(Exercise description) Every line that appears in the listing is to be set down verbatim.

(The input)

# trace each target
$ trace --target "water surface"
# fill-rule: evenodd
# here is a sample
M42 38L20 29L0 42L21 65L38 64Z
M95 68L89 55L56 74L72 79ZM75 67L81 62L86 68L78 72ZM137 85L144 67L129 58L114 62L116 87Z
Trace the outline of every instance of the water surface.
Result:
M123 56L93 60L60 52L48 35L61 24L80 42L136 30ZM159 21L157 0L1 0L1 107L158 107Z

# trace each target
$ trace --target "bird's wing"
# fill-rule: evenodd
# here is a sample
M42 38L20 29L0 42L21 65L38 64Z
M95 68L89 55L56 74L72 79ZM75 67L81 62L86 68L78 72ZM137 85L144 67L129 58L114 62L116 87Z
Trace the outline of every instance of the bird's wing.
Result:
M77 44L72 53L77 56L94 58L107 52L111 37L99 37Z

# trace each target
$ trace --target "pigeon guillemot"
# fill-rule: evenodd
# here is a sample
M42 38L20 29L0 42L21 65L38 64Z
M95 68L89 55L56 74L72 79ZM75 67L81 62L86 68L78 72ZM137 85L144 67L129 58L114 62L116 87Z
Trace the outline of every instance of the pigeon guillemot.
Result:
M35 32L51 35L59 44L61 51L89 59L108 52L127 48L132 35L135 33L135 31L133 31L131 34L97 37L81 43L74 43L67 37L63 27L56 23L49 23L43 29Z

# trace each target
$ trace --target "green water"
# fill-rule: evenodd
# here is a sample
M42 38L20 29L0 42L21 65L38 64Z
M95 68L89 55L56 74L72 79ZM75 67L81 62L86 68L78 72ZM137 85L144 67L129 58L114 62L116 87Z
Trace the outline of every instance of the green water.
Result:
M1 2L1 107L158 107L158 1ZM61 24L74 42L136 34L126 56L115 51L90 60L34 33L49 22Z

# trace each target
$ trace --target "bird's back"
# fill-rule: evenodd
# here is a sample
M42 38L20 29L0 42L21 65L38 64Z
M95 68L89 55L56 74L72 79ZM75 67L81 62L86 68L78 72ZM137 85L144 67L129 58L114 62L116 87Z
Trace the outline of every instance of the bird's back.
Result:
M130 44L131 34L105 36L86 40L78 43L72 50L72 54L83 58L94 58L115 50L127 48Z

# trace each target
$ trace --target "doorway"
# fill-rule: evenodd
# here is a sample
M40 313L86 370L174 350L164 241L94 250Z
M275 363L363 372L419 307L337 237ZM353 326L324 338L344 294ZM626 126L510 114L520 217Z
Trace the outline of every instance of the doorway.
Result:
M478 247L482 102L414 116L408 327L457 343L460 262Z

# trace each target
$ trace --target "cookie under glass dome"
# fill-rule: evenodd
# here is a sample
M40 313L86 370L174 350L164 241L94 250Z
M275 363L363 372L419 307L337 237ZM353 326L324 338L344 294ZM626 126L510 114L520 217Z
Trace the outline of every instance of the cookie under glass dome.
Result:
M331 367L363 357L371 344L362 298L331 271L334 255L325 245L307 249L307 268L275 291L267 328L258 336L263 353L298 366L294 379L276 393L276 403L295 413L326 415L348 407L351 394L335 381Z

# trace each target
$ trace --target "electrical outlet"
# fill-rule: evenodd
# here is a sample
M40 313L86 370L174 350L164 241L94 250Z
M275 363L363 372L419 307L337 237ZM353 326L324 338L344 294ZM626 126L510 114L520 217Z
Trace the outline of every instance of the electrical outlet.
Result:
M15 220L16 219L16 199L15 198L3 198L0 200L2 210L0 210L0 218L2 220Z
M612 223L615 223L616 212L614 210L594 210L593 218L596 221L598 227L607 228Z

(Response box)
# trace each target
$ trace --target "water surface"
# fill-rule: evenodd
# here is a sample
M42 38L20 29L0 42L21 65L38 64Z
M95 68L89 55L56 74L72 79ZM75 67L81 62L86 68L78 72ZM137 85L144 67L129 58L114 62L116 87Z
Trace the outline of every instance of the water surface.
Result:
M123 56L93 60L60 52L48 35L61 24L80 42L136 30ZM159 21L157 0L1 0L1 107L158 107Z

# trace each target
$ trace --target "bird's wing"
# fill-rule: evenodd
# here is a sample
M42 38L20 29L0 42L21 65L38 64Z
M95 68L89 55L56 74L72 79ZM75 67L81 62L86 68L78 72ZM137 85L144 67L129 58L114 62L116 87Z
Trace the outline of every instance of the bird's wing.
Result:
M77 44L72 53L77 56L94 58L107 52L111 37L99 37Z

# trace each target
$ trace --target "pigeon guillemot"
# fill-rule: evenodd
# here is a sample
M42 38L20 29L0 42L21 65L38 64Z
M95 68L89 55L56 74L72 79ZM75 67L81 62L86 68L78 72ZM137 85L144 67L129 58L114 62L116 87Z
Trace the outline of every instance of the pigeon guillemot.
Result:
M35 32L51 35L59 44L61 51L89 59L108 52L127 48L132 35L135 33L135 31L133 31L131 34L97 37L81 43L74 43L67 37L63 27L56 23L49 23L43 29Z

# trace each target
$ trace --target "green water"
# fill-rule: evenodd
# here is a sample
M42 38L20 29L0 42L21 65L38 64Z
M95 68L89 55L56 74L72 79ZM75 67L81 62L86 68L78 72ZM137 85L144 67L129 58L114 62L116 87Z
Trace the outline of every instance of the green water.
Result:
M1 2L1 107L158 107L158 1ZM61 24L74 42L136 34L126 56L115 51L90 60L34 33L49 22Z

# trace each target
$ trace --target "bird's back"
# fill-rule: evenodd
# here is a sample
M42 38L20 29L0 42L21 65L38 64Z
M95 68L89 55L56 74L72 79ZM75 67L81 62L86 68L78 72ZM137 85L144 67L129 58L114 62L116 87Z
Trace the outline of every instance of the bird's back.
Result:
M130 44L131 34L105 36L86 40L78 43L72 50L72 54L83 58L94 58L115 50L127 48Z

# trace each target
$ trace --target "doorway"
# fill-rule: evenodd
# here is a sample
M40 313L86 370L174 350L164 241L94 250Z
M275 363L363 372L419 307L337 237ZM353 326L324 338L344 294ZM626 126L510 114L520 217Z
Trace the outline of every instance of the doorway.
Result:
M478 247L482 102L414 116L408 327L457 343L460 262Z

# trace each target
$ trace --target "cookie under glass dome"
# fill-rule: evenodd
# here is a sample
M40 313L86 370L174 350L164 241L94 250Z
M275 363L363 372L419 307L337 237ZM353 326L324 338L344 294ZM626 126L510 114L520 217Z
Trace the outline of every instance of the cookie under glass dome.
Result:
M331 367L363 357L371 344L362 298L331 271L334 255L325 245L307 249L307 268L275 291L267 328L258 336L263 353L298 366L294 379L276 393L276 403L295 413L326 415L348 407L351 394L335 381Z

# trace each target
$ trace --target "electrical outlet"
# fill-rule: evenodd
# here is a sample
M40 313L86 370L174 350L164 241L94 250Z
M275 363L363 372L419 307L337 237ZM353 326L324 338L344 294ZM626 126L510 114L520 217Z
Trace the outline of every instance of the electrical outlet.
Result:
M15 220L16 219L16 199L15 198L3 198L0 200L2 210L0 210L0 218L2 220Z
M612 223L615 223L616 212L614 210L594 210L593 218L596 221L598 227L607 228Z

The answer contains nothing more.